──────── Reading text ────────

The product of his 2006 Gifford Lectures, Diarmaid MacCulloch’s Silence takes a cross-section of Christian history, examining the theme of “silence” as a moral and spiritual act. Silence here stands in a dialectical relationship with “speech”, and acquires a wide range of different meanings and applications.
Two inter-related themes emerge throughout the work. First, MacCulloch explores the way in which Christian thinkers have employed the dialectic between silence and speech in framing orthodox Christian teaching about God. In this context, silence and speech refer to positive and negative forms of theological expression. MacCulloch particularly highlights the tradition of Christian apophaticism. As MacCulloch beautifully illustrates, this form of silence, far from being a passive frustration of Christian faith, represents a bold enactment of faith in the form of reverence and awe. Second, MacCulloch is especially interested in the moral implications of silence and speech. Traversing a wide range of concrete historical contexts, enables MacCulloch to explore the ethical implications of silence or speech within different life settings. Silence and speech are, in this sense, different forms of Christian action which are subject to moral judgment. In the quiet of a hospital room, silence may be compassionate and reverential; in the face of oppression and human misery, however, it amounts to nothing more than cowardice or cold indifference.

──────── Data for analysis ────────

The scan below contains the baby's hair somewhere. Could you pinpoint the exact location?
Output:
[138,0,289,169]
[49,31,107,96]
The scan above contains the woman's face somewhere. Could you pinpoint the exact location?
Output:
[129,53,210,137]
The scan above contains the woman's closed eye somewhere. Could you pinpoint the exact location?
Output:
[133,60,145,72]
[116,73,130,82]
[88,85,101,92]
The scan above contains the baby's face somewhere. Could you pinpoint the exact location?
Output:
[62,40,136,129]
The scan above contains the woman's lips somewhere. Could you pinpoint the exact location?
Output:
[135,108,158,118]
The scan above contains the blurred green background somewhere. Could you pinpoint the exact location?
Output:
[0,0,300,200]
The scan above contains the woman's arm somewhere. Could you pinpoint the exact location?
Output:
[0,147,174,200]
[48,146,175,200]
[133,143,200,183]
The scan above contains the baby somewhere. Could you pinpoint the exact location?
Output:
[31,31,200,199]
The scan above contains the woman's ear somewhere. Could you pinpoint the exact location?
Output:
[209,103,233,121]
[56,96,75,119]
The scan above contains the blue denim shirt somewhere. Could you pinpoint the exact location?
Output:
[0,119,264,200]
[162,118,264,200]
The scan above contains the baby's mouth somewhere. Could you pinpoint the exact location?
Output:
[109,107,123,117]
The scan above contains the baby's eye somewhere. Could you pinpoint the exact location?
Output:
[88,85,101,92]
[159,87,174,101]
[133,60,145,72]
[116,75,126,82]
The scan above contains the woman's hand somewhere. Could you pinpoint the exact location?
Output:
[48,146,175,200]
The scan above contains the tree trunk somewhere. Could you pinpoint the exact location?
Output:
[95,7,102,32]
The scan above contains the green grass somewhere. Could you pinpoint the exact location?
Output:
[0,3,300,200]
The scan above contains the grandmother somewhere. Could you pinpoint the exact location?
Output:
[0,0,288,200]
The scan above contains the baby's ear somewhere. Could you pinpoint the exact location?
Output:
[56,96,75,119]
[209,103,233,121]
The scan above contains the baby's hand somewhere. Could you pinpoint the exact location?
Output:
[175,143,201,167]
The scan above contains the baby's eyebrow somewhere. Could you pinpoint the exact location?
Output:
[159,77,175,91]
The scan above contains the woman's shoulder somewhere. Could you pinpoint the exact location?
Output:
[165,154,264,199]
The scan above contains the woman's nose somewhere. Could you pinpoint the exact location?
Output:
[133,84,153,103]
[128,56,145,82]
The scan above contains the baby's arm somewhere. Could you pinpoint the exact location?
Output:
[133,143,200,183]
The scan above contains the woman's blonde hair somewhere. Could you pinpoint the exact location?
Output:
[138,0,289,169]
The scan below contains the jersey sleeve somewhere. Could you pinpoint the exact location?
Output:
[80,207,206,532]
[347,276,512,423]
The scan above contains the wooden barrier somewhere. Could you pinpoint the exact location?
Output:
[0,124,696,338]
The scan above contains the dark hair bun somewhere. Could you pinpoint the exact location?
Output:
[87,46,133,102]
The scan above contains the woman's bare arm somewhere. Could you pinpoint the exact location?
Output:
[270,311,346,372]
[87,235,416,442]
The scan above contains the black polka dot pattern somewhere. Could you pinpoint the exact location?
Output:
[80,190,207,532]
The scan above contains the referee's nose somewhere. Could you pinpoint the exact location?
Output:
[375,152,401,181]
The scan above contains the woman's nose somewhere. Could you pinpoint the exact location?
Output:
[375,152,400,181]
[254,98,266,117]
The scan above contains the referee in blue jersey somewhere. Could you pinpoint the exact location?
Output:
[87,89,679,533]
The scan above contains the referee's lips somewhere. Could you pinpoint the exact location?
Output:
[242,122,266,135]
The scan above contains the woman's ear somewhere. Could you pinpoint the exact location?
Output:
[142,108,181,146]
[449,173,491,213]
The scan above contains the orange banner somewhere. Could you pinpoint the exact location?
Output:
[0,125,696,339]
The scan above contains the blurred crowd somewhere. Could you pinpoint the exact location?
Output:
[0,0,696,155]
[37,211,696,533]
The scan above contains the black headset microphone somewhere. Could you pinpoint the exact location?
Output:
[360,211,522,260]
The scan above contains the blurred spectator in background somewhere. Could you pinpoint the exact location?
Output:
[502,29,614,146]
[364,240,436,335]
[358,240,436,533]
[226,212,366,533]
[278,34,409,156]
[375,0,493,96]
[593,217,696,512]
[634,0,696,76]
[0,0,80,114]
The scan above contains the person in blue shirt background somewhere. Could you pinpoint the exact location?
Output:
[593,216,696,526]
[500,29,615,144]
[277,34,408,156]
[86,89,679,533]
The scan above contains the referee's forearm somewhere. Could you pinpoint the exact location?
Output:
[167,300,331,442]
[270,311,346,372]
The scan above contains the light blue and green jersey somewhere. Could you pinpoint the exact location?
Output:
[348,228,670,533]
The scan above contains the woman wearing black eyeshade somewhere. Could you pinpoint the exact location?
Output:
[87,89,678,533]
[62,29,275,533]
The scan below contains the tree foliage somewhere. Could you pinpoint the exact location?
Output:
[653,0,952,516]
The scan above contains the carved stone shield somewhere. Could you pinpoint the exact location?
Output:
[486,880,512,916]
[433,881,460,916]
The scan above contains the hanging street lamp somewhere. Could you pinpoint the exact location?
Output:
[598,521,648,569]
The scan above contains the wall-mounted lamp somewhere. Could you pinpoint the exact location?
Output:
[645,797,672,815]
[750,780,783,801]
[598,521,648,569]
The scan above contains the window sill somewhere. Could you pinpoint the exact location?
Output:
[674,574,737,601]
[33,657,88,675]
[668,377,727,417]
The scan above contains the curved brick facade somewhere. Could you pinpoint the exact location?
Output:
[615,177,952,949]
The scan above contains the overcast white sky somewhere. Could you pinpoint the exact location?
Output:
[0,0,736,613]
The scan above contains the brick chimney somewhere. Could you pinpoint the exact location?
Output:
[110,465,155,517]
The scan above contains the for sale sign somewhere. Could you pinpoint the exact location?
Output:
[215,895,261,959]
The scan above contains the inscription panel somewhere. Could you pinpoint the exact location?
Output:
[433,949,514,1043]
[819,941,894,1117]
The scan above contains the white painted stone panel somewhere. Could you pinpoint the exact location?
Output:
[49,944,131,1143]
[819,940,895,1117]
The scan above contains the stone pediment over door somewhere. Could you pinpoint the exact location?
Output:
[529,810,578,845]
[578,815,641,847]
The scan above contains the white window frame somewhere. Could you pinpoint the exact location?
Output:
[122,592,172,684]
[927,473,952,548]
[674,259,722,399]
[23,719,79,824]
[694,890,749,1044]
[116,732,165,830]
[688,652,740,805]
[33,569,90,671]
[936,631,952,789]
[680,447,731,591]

────────

* **What to do**
**1)** From the book review, pull out the stretch from "The product of" through "meanings and applications.".
**2)** Using the book review, mark each statement yes or no and quote the words that decide it.
(a) The book grew out of lectures MacCulloch gave in 2006.
(b) The review treats apophatic silence as a passive frustration of Christian faith.
(c) The review calls silence compassionate when it is kept in the face of oppression.
**3)** Carry on the book review from its last sentence.
The data has no connection to the book review.

* **Responses per task**
**1)**
The product of his 2006 Gifford Lectures, Diarmaid MacCulloch’s Silence takes a cross-section of Christian history, examining the theme of “silence” as a moral and spiritual act. Silence here stands in a dialectical relationship with “speech”, and acquires a wide range of different meanings and applications.

**2)**
(a) Yes: "The product of his 2006 Gifford Lectures"
(b) No: "far from being a passive frustration of Christian faith, represents a bold enactment of faith in the form of reverence and awe"
(c) No: "in the face of oppression and human misery, however, it amounts to nothing more than cowardice or cold indifference"

**3)**
These two themes are woven throughout four discrete parts of the book. The first part examines the writings of the Tanakh and New Testament. MacCulloch argues that God depicted in the Tanakh is a God of speech who “expresses himself in noise, usually emphatic noise” (p. 16). Yet, MacCulloch argues that Plato’s more positive conception of silence, mediated by figures like Philo, steadily enriched this tradition in the course of its development and codification, particularly in the creation narrative of Genesis, where God rests from his creative speech. This positive conception of silence is taken up at various points throughout the New Testament, where the Apostle Paul describes the ambition of all Christian living as the pursuit of a “peaceful and quiet life” (1 Thess. 4:10-11). Parts two and three examine episodes of silence and speech from the early church to the Enlightenment. Among the monastic church fathers, silence was a contemplative practice which prized virtues like patience and humility. By contrast, MacCulloch argues that, as a result of institutional upheaval and the emphasis on the preached word, the Reformation effectively democratized contemplative silence, conceiving of Christian piety as the cultivation of an inner devotion. The fourth and final part of the book fixes a critical gaze on the silence of the church amid the most sobering moral issues of the last century, particularly in relation to sex scandals involving clergy, calling the church out of the silence of shame, and to the freedom of confession. Not only is it intellectually penetrating and also spiritually perceptive, but given the scope of the topic, MacCulloch’s writing is remarkably clear. By all accounts, Silence deserves a hearing.